**Given request:** Return the material word for word. Do not include the pictures.

*** Listed records

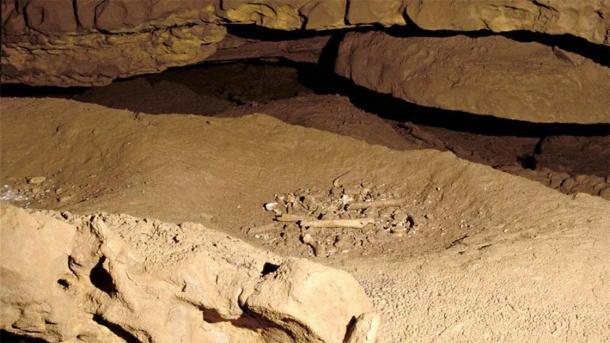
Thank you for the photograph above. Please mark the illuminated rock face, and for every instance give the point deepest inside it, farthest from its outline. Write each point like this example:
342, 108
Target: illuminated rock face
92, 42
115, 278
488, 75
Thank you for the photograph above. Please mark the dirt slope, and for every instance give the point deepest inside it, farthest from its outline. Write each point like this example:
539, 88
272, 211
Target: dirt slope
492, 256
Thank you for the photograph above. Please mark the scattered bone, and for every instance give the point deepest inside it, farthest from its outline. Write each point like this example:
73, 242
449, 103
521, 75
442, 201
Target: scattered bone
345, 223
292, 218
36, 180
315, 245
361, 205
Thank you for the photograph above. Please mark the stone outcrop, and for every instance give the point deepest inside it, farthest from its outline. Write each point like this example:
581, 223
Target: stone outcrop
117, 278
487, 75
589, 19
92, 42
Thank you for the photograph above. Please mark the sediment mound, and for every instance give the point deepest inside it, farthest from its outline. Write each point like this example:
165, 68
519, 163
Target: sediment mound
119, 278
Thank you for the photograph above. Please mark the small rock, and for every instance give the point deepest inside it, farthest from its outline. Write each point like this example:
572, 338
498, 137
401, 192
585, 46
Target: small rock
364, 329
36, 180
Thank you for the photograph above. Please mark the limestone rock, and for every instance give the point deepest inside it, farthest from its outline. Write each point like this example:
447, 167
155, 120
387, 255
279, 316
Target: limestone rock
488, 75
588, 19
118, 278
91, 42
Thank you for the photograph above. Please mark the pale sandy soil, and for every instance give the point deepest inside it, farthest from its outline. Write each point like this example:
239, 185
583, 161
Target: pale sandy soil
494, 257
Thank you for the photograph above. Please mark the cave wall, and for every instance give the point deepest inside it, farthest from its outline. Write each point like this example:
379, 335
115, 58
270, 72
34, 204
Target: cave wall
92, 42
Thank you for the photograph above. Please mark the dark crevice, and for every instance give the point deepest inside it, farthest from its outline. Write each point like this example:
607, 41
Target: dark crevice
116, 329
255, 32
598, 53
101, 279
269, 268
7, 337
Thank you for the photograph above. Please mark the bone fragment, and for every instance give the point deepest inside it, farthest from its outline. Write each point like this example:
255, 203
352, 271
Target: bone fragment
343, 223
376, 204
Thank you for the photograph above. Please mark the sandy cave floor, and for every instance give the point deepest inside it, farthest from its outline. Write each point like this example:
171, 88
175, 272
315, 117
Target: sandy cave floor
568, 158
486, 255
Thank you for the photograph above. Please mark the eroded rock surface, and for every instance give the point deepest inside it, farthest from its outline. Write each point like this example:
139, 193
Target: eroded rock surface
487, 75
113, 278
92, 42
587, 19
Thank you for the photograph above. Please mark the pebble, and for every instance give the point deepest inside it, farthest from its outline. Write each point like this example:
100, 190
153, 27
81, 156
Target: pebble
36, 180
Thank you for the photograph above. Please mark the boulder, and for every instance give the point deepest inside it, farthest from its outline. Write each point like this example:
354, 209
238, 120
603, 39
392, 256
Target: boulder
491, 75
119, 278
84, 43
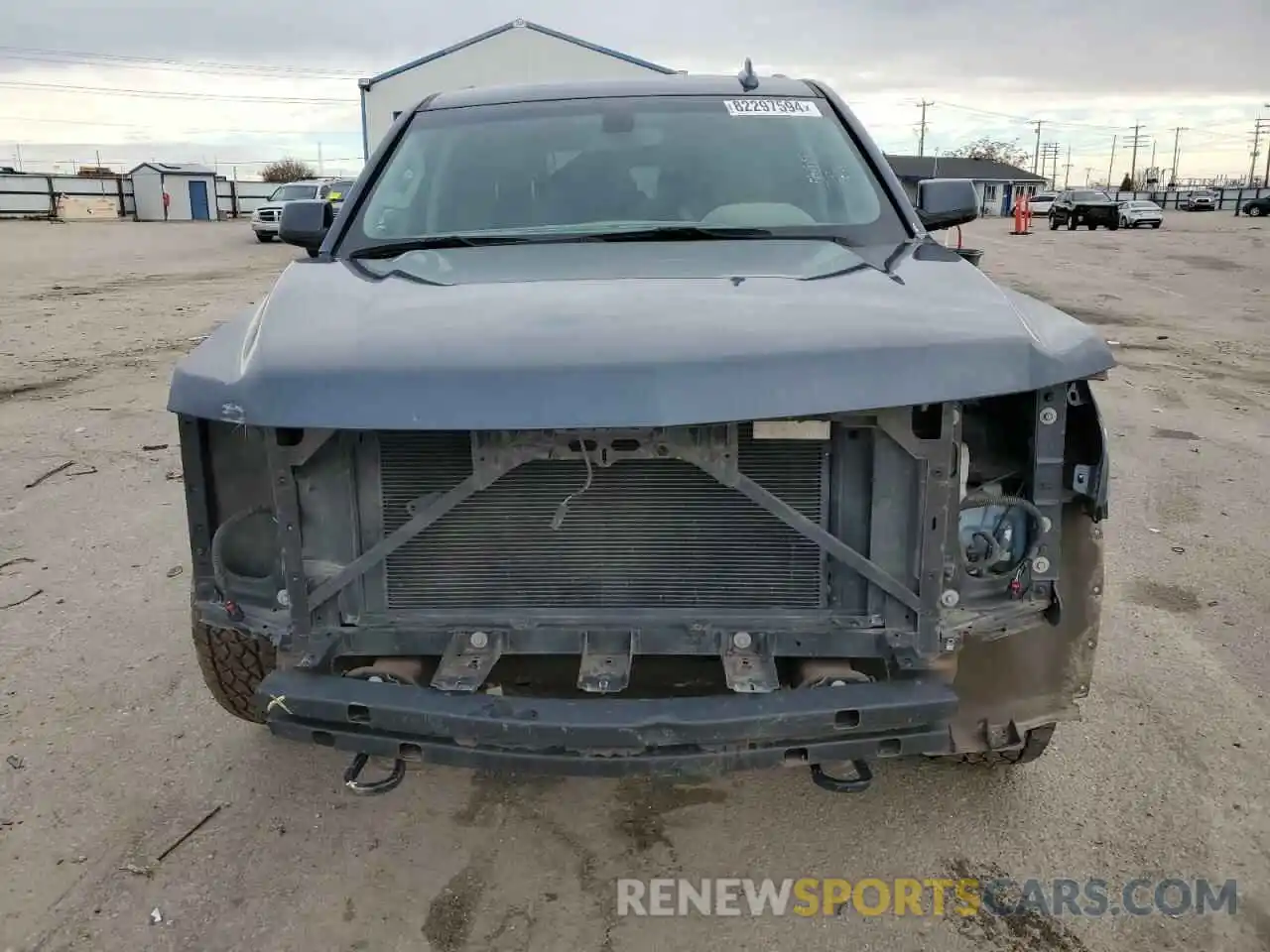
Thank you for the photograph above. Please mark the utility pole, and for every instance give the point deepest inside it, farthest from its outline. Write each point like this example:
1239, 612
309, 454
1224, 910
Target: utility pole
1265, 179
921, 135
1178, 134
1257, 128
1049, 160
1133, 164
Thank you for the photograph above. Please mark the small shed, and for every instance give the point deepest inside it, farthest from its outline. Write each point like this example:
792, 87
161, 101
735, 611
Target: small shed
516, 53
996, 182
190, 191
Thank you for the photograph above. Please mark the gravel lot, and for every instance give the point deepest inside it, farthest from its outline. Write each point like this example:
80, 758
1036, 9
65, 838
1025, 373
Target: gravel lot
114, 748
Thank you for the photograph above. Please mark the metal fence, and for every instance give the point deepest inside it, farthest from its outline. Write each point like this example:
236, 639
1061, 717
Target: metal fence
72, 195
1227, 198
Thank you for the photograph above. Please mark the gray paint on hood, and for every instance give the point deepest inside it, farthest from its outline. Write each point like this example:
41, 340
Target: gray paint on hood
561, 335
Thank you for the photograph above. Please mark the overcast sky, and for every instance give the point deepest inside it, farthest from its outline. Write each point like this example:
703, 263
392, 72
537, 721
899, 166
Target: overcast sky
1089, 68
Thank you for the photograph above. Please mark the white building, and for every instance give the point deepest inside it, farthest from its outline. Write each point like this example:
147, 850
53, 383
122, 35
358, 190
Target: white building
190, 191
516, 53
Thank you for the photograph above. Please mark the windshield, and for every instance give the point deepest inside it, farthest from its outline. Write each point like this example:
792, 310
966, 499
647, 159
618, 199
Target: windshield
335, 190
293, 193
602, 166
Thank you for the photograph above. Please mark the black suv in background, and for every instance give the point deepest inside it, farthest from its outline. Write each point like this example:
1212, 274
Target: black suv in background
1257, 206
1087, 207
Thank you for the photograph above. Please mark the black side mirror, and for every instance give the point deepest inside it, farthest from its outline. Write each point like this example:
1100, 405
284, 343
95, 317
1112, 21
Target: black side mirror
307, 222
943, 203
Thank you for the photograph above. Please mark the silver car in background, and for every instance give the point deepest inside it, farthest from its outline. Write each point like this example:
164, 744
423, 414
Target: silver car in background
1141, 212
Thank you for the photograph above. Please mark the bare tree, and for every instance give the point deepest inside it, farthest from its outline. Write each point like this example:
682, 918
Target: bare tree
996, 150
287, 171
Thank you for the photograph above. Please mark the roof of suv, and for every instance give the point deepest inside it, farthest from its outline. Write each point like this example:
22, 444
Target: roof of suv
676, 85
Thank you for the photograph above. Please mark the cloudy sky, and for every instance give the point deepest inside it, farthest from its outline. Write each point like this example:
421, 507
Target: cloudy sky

******

**Written answer:**
Thank you for the photograph above. Please mark the illuminated rock face, and for every instance give the point deepest inside it, farthest from its outline. Write each point like this example:
342, 108
Target: illuminated rock face
92, 42
115, 278
488, 75
Thank you for the photograph above. Please mark the dirt slope, and for every instance give the point deepest inside it, farthest from its outline. Write each point like this example:
539, 88
272, 211
Target: dirt slope
492, 256
Thank you for the photograph above. Please mark the scattered bone, and for every instance give the point deepest inside it, farthest from its outline. Write each point like this example:
73, 242
449, 103
521, 75
442, 201
Target: scattered bone
345, 223
292, 218
36, 180
315, 245
361, 205
Thank you for the photograph above. Please mark the stone outcrop, and for every instance give the point deepest inside it, farthest from its outline. Write each point like this example:
581, 223
Target: stone outcrop
117, 278
487, 75
589, 19
92, 42
Thank you for the photograph above. Please mark the sediment mound, and for every instance give the point deepest inside it, farthest from its outline. Write each point like this example:
165, 68
519, 163
Target: sediment mound
119, 278
Thank you for the photograph above. Please mark the small rock, and for every instance give the point deepest inside it, farthest from its outline. Write each point like this example:
572, 338
498, 137
401, 192
585, 46
Target: small rock
364, 329
36, 180
Thank you for the photograph above. Please mark the limestone rock, and for every instance give the point deepest inside it, farthest from its outline. Write each point like this example:
447, 167
155, 120
387, 255
279, 316
Target: limestone rock
488, 75
588, 19
118, 278
91, 42
Thank you for the photograph above. Please mark the pale sandy soil, and for every instance give the point deepest inside it, farthest from its outline. Write each point like this example:
239, 185
583, 161
Target: pale sandy soil
494, 257
Thank you for the photograph above. Please mark the cave wall, and for every instance give the point deepest inside it, farthest from its outline. Write each point like this example:
379, 335
115, 58
270, 72
34, 204
Target: cave wall
92, 42
Thank you for the photograph above. Please mark the dark crevice, and for every instance give the point deepest inside it, farthest from its outline. Write each point like this example:
607, 41
Target: dark crevice
116, 329
255, 32
598, 53
101, 279
269, 268
7, 337
Thank you for the photograph above. Please mark the bone fragment, and for every instance give the point deepest inside it, farthest from its outline. Write each point like this example:
255, 203
352, 271
Target: bone fragment
343, 223
376, 204
Thank you for the photograph above. Please mark the sandy cave floor, and for every instance give the point deepest inside it, farthest from its outline. Write each point like this example:
171, 88
175, 272
315, 117
Target: sandy cave floor
568, 158
486, 255
Thank you for the photograph above. Please mark the eroded rock surface, and for every instance give the point deepest inside it, farthest from its outline. Write each point like this example:
139, 193
Target: eroded rock surface
487, 75
113, 278
92, 42
587, 19
Thank you for the photograph above. Please mark the pebble, and for every instance give the point deepest inside it, farthest from its outline. Write each point like this example:
100, 190
153, 27
81, 156
Target: pebble
36, 180
Thank you for the photograph above. Please mark the boulder, and for every instance give the point deepest inside it, farthest from its outline. Write each point like this example:
354, 209
238, 120
603, 39
392, 256
Target: boulder
491, 75
119, 278
84, 43
Thank you for the photograph above. Please mark the utility pole, and for every instance give the point deepest inside it, farthest from its outline. Write each point like this example:
1239, 612
309, 454
1224, 910
Target: utility pole
1265, 179
921, 135
1178, 134
1257, 128
1049, 160
1133, 164
Thank you for the photograph above. Please mark the small shed, and for every instance give the point deepest inside it, farthest from its outline. Write each point like this example:
792, 87
161, 101
735, 611
Target: small shed
516, 53
996, 182
190, 191
Thank you for the photograph above. Please mark the gravel lot, and for every instance give the point deepest inside it, farthest from its outline. Write each point like this example:
80, 758
1036, 9
65, 838
1025, 373
Target: gravel lot
114, 748
Thank you for the photograph above. Please mark the metal fence, and for every instance give the point deepest inside it, farthest from its outline. Write each point like this example:
236, 639
1061, 717
Target: metal fence
72, 195
1227, 198
Thank you for the photograph above. Please mark the gray paint on hood, and for every instance give the point deepest inside it, farthest from its outline. Write each point like this example:
41, 340
Target: gray paint on hood
561, 335
Thank you for the photograph above. Please mark the overcast sky, and for every instance give the point deepest inside it, farthest from its outline. Write each point like this example:
703, 263
392, 72
537, 721
899, 166
Target: overcast sky
1089, 68
Thank you for the photograph above. Please mark the white building, and for every instance give the point deepest inside it, farthest from its outline. Write each point like this example:
147, 850
53, 383
122, 35
358, 190
Target: white building
190, 191
516, 53
Thank you for the photograph above. Please mark the windshield, and for every instance give the point deepest inside it, farthest from its outline. Write each point like this example:
792, 310
966, 499
647, 159
618, 199
Target: windshield
335, 190
293, 193
602, 166
Thank you for the photograph above. Please mark the black suv in background, and for every instance give the point deepest inside it, farthest from its outline. Write each point like this example:
1212, 274
Target: black suv in background
1257, 206
1087, 207
Thank you for the photograph above. Please mark the black side mirror, and for every instance give the point deepest inside it, farthest from its outline. Write each point like this example:
1100, 405
284, 343
95, 317
1112, 21
Target: black side mirror
307, 222
943, 203
Thank you for the photograph above. Please mark the silver car in background, and for every instance give the point deepest inside it, farthest from its outline. Write each point like this example:
164, 744
423, 414
Target: silver car in background
1141, 212
Thank you for the photograph above. Please mark the bare tree, and for every instance give the point deepest inside it, farthest from its outline. Write each point like this example:
682, 918
Target: bare tree
996, 150
287, 171
Thank you for the photograph above. Please mark the roof of suv, and for every instance give the point deepest inside it, farthest from its outline. Write each point like this example:
22, 444
Target: roof of suv
676, 85
Thank you for the photograph above. Please mark the cloudy sky, and for every instance give the point deepest inside it, farthest from its outline. Write each point like this example:
421, 507
Target: cloudy sky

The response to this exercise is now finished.